Excerpted passage: Begin

We explore global and anharmonic internal motions of large systems on microsecond time scales which are not achievable to standard all-atom molecular dynamics simulations. We use simplified descriptions of biomolecules and represent groups of atoms with single interacting centers. Because we are interested mainly in one-bead models, entire amino-acids and RNA/DNA nucleotides are represented as single beads centered on the positions of the CA and P nuclei. This approach allows us to reduce the number of degrees of freedom and study low-resolution crystal structures as well as large systems such as the ribosome.
Figure: Schematic representation of the coarse-grained model for the topoisomerase (PDB entry 1A36). Vertices represent CA protein atoms or DNA phosphorus atoms. Thick lines represent the harmonic bonded interactions and thin lines the Morse potentials. The interaction network for protein is shown in grey and for the DNA in red and blue.

Excerpted passage: End
Information: Begin

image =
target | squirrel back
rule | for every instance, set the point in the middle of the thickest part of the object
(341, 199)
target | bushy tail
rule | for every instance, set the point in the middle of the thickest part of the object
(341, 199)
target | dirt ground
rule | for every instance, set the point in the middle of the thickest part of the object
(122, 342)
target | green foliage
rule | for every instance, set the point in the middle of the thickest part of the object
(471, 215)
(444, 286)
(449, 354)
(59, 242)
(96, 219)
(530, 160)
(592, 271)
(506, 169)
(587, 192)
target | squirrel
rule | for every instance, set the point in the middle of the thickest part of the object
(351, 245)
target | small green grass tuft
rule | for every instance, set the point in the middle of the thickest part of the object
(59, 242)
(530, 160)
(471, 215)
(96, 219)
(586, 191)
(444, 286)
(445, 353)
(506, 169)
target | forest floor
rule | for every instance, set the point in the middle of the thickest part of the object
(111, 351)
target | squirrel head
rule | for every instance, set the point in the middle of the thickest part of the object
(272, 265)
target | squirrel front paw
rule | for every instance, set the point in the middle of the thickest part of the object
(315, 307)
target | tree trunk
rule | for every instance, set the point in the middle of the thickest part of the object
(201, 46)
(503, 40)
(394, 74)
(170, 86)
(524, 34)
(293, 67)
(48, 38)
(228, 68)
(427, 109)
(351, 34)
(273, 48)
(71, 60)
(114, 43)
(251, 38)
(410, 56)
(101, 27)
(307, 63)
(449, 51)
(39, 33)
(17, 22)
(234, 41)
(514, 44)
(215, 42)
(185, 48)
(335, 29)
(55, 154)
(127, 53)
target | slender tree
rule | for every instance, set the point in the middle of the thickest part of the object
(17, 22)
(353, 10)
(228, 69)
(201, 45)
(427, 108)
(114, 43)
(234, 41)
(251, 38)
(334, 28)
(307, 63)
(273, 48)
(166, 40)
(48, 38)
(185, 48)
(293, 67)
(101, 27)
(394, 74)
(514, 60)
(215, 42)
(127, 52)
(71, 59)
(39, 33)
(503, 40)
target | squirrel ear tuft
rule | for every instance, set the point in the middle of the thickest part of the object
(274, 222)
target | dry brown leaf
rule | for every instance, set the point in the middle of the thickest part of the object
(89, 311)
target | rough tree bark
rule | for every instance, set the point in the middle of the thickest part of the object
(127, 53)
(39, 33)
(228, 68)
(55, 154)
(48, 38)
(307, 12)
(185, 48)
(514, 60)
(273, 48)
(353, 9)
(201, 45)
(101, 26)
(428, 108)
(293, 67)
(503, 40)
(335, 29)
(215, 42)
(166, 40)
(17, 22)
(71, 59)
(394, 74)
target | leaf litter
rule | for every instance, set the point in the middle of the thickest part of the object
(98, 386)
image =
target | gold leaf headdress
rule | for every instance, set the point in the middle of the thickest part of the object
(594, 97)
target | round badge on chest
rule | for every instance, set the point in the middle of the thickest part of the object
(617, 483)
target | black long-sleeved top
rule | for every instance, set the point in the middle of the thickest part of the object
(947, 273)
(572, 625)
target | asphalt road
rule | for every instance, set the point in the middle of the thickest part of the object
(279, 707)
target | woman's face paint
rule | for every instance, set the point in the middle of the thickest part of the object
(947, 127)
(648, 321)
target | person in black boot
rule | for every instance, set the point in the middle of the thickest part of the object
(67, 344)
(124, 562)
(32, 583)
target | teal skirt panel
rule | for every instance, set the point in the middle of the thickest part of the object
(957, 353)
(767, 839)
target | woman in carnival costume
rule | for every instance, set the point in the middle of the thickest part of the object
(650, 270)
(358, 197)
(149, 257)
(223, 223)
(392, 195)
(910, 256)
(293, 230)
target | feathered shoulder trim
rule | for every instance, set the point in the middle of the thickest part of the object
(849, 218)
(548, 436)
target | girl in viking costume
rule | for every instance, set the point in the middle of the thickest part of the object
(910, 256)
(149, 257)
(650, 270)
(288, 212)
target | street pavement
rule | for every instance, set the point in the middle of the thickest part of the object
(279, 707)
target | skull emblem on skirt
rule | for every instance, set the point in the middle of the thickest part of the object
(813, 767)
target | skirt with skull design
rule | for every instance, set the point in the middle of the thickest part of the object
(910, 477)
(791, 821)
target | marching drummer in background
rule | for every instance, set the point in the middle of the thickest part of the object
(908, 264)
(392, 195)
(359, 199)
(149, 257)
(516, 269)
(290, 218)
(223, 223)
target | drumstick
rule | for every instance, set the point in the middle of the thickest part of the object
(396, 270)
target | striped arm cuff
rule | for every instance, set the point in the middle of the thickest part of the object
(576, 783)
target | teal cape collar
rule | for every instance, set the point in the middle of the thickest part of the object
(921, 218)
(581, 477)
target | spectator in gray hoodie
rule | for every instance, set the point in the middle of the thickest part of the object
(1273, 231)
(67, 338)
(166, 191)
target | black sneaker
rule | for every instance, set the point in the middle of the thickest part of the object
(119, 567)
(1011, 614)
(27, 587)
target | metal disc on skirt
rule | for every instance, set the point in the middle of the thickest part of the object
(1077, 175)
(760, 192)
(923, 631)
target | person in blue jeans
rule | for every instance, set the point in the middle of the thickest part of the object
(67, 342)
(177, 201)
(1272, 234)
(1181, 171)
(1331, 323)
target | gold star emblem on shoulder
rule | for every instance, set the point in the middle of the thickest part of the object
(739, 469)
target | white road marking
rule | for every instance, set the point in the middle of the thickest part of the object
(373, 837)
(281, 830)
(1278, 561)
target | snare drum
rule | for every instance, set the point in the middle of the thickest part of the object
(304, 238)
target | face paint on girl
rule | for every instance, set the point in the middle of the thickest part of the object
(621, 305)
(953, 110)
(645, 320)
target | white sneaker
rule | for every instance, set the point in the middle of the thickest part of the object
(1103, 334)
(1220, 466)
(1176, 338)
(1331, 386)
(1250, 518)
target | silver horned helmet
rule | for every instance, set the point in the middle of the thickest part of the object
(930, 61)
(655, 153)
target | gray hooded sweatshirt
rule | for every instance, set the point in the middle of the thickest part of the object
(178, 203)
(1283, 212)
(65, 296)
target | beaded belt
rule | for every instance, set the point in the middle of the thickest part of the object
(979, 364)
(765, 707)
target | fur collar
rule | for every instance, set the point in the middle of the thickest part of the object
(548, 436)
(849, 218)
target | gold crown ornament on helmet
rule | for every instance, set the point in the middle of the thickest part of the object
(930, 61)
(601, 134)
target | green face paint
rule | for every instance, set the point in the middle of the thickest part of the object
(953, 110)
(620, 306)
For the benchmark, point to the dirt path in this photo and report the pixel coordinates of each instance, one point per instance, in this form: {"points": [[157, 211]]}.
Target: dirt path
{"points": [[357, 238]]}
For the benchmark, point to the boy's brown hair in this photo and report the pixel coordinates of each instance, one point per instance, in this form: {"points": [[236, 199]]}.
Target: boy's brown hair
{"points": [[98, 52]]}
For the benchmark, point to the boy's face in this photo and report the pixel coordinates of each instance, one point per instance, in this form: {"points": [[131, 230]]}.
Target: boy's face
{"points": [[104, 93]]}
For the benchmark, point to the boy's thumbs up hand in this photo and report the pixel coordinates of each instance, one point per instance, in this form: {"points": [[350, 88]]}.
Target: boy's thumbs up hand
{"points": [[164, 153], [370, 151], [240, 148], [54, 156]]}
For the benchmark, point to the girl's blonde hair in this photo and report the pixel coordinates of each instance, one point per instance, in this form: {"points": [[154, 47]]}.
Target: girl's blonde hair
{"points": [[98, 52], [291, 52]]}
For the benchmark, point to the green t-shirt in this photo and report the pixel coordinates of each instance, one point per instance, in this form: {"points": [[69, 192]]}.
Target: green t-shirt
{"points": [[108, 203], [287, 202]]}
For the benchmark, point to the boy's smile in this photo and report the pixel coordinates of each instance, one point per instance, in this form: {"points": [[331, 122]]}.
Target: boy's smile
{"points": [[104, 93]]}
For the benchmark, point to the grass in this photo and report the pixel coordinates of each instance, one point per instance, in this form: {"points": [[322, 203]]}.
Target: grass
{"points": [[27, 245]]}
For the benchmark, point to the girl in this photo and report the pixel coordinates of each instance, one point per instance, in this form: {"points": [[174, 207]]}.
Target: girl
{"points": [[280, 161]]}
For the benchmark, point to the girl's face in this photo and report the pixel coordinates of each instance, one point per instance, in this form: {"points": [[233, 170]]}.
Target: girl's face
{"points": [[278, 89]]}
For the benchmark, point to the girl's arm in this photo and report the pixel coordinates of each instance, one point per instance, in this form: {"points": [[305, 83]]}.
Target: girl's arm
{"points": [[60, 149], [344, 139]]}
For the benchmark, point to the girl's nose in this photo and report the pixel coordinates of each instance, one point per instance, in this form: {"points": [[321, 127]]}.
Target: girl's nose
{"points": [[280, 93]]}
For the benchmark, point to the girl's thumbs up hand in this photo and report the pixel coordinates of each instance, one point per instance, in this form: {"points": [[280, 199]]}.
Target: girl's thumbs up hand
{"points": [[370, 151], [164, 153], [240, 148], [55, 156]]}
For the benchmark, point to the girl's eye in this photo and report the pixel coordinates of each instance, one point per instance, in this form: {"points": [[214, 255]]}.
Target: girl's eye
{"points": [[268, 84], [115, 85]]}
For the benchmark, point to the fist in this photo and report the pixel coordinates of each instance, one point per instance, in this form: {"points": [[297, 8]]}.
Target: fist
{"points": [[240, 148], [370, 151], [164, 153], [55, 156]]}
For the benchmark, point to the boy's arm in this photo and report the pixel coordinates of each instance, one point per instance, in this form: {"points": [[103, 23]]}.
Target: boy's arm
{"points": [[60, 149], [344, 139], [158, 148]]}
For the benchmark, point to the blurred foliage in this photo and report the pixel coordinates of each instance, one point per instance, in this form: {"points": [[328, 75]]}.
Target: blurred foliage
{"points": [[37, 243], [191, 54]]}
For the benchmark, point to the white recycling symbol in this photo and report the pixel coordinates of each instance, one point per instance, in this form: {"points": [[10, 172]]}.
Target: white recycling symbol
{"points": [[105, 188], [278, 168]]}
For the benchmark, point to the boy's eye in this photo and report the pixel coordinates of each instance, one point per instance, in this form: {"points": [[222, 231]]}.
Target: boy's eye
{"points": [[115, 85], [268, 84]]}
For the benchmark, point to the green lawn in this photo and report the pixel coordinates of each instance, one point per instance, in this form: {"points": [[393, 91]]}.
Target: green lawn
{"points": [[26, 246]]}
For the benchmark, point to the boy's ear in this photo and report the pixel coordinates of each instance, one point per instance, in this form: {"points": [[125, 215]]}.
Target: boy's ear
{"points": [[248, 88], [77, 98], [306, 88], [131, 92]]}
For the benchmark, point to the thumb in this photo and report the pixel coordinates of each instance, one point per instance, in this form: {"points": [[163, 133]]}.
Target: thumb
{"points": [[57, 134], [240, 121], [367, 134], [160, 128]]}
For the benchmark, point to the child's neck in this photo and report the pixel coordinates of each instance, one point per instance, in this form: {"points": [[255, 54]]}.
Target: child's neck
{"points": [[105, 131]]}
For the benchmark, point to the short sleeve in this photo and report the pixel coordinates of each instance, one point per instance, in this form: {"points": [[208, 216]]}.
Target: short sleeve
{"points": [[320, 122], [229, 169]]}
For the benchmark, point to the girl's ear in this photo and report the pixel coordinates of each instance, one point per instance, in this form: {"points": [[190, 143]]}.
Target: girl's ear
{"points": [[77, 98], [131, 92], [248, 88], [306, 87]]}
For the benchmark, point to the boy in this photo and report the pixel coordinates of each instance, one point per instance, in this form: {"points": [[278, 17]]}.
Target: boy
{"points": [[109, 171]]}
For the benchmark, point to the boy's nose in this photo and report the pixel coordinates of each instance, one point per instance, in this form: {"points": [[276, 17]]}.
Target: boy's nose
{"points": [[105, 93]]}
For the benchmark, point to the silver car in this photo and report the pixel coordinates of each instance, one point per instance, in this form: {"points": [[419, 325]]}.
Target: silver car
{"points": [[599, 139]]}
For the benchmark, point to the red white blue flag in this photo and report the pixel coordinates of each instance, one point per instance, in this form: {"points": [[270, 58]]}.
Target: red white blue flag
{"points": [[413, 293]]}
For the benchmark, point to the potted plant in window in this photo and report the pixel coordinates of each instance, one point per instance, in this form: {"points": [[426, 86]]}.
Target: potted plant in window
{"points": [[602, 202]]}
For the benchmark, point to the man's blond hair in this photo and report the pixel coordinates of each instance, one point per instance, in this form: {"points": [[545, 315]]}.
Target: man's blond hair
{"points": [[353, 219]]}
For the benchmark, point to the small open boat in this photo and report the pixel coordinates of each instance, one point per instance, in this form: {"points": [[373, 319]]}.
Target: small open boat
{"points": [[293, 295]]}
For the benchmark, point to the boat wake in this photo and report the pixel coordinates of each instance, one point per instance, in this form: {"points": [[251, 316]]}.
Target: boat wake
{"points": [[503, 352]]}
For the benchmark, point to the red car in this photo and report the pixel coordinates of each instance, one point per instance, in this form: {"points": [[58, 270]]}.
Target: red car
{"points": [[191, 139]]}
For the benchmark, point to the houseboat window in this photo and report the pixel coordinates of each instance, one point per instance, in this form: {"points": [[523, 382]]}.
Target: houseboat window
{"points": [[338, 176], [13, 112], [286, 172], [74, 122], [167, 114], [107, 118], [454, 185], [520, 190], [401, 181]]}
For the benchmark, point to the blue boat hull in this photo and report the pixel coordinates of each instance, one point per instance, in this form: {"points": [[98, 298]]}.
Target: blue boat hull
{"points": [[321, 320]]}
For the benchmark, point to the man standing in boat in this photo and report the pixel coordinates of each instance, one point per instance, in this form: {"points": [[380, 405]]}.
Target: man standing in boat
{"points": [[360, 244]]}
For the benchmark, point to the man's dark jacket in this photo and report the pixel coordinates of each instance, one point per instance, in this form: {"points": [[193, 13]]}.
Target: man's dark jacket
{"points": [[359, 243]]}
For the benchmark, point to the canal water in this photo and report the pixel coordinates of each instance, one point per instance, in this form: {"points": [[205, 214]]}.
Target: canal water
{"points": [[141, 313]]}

Information: End

# Task requirements:
**A.** In the passage on coarse-grained biomolecule models, what do the thin lines in the topoisomerase figure represent?
**B.** Please carry on the passage on coarse-grained biomolecule models from the point where it ends.
The records have no connection to the passage on coarse-grained biomolecule models.

# Answers by item:
**A.** The Morse potentials.

**B.**
These models are an extension of the elastic network models but incorporate anharmonic potentials and distinguish various types of bonded and nonbonded interactions to account for the decay of interactions with distance. The parameterization of internal interactions is crucial for these classes of models and different parameterizations are necessary for different purposes. Our models are parameterized either on the Boltzmann inversion procedure based on the crystals structures of the studied system or on all-atom molecular dynamics simulations in explicit solvent.
We implemented the models into our own software which can be downloaded from Software.